- [Text under study]
China's biotechnology industry is booming. The world's most populous country is going all-in on bringing innovative new drugs to market, flooding the sector with capital, political support, and key talent. China expects its biotech sector to represent 4% of its GDP by 2020, which could be worth $500 billion by the end of next year. With numbers that large, healthcare investors need to take notice.
But biotech has also traditionally been a very risky investment. Stock prices can soar or crash based on the binary outcome of a single drug's clinical trials. Add in the complexity of China -- which has significant cultural differences from the United States, and is less transparent in its financial reporting -- and you see this is a market that's not for the faint of heart.
However, BeiGene (NASDAQ: BGNE) is a Chinese biotechnology company that I believe could be well worth the investment risk. BeiGene has several big-name partnerships, and it enjoys certain advantages that help it navigate clinical trials, and I've personally been a shareholder for about a year.
BeiGene is listed directly on the Nasdaq and is partially owned by Celgene (NASDAQ: CELG) (which is in the middle of being acquired by Bristol-Myers Squibb). For U.S.-based investors, a direct American listing and an association with a familiar name take a bit of the China-specific risk off the table. BeiGene's founder and CEO John Oyler is also an American, and his successful track record has made him the first American-born entrepreneur to become a billionaire by founding a company in China.

- [Information supplied]

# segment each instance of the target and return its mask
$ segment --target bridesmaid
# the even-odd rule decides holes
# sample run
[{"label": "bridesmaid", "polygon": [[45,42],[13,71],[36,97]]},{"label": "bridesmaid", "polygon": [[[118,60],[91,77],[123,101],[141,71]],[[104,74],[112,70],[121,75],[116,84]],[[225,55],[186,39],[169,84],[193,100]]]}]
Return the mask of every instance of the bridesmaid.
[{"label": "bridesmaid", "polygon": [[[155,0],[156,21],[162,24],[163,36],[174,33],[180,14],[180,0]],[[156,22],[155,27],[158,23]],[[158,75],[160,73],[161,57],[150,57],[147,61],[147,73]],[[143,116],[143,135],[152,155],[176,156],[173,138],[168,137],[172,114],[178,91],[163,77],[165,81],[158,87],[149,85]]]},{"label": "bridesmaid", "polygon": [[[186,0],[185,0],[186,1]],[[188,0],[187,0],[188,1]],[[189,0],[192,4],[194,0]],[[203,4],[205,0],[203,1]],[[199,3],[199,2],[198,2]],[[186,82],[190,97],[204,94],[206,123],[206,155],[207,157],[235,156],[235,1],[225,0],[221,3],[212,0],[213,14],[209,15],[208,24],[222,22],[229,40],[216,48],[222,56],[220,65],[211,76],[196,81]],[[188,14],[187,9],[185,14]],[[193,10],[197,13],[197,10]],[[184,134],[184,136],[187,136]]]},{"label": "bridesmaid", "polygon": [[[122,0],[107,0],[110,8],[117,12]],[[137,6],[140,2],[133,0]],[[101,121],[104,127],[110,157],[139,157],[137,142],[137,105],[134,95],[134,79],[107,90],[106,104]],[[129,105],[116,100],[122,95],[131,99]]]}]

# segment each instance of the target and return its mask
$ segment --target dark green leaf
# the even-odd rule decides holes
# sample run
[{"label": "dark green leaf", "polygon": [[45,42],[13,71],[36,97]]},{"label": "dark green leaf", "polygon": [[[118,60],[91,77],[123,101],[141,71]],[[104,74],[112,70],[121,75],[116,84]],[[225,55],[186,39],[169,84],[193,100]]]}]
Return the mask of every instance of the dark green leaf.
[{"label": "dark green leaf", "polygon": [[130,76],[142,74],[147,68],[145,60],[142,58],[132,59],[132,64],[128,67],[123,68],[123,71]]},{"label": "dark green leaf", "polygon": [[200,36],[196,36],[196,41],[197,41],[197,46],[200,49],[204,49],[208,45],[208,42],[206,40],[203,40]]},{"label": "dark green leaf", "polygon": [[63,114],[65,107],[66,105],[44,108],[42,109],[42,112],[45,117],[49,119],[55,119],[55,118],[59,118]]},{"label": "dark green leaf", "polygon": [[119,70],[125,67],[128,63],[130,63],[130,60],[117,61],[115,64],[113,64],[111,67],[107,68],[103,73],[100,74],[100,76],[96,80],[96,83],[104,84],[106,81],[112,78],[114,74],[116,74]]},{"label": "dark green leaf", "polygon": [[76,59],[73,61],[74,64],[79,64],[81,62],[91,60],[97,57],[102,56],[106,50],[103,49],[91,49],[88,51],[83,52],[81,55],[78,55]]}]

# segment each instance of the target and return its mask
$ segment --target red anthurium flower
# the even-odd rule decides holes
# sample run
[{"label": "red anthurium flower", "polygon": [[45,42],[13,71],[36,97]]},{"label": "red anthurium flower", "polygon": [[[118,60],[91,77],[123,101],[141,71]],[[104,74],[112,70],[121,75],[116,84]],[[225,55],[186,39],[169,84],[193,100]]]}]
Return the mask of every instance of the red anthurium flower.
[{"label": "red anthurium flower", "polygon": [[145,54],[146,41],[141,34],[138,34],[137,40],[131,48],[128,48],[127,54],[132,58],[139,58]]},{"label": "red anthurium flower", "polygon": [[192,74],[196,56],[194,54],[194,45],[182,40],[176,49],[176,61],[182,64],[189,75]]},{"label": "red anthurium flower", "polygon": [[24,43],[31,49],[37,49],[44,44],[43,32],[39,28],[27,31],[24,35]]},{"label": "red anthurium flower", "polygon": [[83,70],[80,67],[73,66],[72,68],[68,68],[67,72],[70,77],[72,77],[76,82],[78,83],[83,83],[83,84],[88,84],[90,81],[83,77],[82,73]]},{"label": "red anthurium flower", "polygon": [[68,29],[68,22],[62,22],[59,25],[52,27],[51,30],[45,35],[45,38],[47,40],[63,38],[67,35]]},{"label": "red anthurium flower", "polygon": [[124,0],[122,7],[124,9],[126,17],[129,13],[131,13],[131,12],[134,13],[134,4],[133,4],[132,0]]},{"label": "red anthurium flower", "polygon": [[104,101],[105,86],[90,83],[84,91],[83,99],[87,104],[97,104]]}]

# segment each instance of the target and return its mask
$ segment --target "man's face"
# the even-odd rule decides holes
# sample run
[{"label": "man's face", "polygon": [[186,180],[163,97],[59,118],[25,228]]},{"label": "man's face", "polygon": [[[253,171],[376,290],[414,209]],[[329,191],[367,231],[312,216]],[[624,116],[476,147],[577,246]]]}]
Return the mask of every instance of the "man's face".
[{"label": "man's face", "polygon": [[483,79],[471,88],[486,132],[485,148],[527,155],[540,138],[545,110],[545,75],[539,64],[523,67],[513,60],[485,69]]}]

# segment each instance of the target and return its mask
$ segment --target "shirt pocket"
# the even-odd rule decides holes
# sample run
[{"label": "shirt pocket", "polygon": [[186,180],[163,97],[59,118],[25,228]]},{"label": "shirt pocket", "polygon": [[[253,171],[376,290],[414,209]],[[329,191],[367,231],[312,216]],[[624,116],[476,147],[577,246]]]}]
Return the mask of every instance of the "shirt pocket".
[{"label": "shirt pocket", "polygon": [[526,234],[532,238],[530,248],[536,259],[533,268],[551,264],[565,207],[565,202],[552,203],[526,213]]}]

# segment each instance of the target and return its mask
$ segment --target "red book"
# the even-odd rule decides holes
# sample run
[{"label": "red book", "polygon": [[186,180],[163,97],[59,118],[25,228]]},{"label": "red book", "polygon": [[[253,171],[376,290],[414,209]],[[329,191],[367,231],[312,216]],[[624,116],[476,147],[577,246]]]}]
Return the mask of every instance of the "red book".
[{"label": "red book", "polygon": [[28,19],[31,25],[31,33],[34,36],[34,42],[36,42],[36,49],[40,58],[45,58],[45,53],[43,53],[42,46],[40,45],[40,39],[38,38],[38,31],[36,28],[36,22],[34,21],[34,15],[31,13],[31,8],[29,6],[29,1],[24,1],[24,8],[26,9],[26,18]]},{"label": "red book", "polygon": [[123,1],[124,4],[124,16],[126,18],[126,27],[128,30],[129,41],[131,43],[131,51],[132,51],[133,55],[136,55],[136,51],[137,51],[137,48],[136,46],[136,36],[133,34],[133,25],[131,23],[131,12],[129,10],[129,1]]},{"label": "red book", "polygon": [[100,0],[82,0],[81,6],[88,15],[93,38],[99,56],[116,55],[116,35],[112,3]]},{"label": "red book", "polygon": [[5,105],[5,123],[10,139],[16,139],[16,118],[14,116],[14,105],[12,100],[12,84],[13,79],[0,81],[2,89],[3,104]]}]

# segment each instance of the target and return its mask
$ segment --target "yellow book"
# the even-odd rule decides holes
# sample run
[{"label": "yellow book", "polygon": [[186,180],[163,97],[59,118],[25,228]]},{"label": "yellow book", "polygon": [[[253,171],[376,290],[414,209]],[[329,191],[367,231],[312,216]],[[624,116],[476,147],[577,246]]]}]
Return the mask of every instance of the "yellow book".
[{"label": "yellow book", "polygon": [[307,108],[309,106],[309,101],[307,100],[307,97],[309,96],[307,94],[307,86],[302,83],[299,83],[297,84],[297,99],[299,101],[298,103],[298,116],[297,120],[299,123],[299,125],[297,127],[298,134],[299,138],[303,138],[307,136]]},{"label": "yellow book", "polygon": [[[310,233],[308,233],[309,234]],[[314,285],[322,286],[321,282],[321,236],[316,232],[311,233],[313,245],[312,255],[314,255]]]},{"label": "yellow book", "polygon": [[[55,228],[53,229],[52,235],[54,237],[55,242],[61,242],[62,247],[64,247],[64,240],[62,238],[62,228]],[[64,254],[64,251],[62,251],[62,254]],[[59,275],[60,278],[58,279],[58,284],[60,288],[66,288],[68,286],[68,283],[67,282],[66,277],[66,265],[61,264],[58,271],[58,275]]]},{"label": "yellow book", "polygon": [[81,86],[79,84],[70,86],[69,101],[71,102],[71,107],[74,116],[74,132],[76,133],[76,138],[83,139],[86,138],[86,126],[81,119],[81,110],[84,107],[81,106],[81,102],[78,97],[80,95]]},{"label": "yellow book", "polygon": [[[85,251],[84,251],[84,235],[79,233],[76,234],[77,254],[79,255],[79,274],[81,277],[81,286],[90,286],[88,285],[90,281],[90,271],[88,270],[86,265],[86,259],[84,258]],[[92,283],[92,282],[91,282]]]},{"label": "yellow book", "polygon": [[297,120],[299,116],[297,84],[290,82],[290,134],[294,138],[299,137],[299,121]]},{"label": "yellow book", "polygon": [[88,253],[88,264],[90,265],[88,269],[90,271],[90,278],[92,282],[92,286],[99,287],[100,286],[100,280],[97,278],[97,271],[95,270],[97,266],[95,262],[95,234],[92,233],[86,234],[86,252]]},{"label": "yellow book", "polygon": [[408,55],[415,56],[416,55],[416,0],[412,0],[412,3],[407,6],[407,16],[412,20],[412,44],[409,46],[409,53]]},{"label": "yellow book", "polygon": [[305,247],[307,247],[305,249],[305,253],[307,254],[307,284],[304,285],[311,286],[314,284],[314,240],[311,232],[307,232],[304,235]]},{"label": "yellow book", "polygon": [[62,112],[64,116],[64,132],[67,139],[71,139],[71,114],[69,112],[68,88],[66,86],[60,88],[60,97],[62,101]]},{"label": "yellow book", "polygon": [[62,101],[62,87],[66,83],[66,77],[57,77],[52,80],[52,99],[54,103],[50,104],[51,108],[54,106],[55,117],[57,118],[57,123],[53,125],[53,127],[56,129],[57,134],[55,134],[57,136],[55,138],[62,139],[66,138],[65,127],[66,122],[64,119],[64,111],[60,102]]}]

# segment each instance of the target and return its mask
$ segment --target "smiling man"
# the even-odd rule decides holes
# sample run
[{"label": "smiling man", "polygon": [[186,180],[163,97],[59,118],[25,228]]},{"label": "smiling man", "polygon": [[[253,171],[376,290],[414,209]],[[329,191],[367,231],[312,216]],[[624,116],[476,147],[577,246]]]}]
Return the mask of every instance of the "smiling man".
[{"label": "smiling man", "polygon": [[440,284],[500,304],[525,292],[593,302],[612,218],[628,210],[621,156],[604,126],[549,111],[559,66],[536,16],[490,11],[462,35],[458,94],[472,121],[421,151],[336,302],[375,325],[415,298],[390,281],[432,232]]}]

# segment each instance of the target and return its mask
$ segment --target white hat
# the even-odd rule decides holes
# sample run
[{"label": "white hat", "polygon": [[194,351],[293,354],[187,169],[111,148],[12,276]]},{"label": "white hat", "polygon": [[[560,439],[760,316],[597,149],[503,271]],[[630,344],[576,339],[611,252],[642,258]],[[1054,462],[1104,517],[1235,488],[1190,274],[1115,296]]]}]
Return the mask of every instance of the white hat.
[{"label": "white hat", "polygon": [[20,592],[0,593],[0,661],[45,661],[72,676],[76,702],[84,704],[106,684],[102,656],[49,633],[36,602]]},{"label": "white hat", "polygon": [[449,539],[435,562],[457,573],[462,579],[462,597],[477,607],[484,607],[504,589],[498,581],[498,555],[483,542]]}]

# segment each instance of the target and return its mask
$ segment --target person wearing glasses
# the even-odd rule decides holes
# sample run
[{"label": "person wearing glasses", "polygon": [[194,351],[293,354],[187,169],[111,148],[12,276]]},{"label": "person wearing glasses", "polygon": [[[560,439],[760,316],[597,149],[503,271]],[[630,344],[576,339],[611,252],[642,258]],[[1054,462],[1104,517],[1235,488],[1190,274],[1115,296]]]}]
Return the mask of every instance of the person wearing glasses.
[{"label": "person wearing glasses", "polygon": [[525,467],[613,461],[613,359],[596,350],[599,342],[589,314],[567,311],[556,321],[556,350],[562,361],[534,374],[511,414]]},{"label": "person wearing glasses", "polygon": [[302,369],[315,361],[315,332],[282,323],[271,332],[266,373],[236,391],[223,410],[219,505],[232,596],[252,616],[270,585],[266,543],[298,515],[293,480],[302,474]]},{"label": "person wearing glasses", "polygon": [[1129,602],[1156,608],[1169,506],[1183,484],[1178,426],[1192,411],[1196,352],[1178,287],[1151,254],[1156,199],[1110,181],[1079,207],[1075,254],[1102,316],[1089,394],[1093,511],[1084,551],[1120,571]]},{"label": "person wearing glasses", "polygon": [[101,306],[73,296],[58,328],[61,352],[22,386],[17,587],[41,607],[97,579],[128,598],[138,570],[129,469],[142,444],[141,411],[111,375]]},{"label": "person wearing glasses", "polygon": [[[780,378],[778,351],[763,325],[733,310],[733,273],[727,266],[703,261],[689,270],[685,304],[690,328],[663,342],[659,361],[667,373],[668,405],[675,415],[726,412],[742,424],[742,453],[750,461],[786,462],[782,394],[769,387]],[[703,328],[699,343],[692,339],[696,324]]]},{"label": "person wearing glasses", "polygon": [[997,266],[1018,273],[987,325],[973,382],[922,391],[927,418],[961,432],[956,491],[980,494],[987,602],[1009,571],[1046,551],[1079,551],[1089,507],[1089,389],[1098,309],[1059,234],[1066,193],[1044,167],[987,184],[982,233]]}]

- [Problem to solve]
Copy the part of the BeiGene article starting with "However, BeiGene (NASDAQ: BGNE)" and going on through "about a year.".

- [Your response]
However, BeiGene (NASDAQ: BGNE) is a Chinese biotechnology company that I believe could be well worth the investment risk. BeiGene has several big-name partnerships, and it enjoys certain advantages that help it navigate clinical trials, and I've personally been a shareholder for about a year.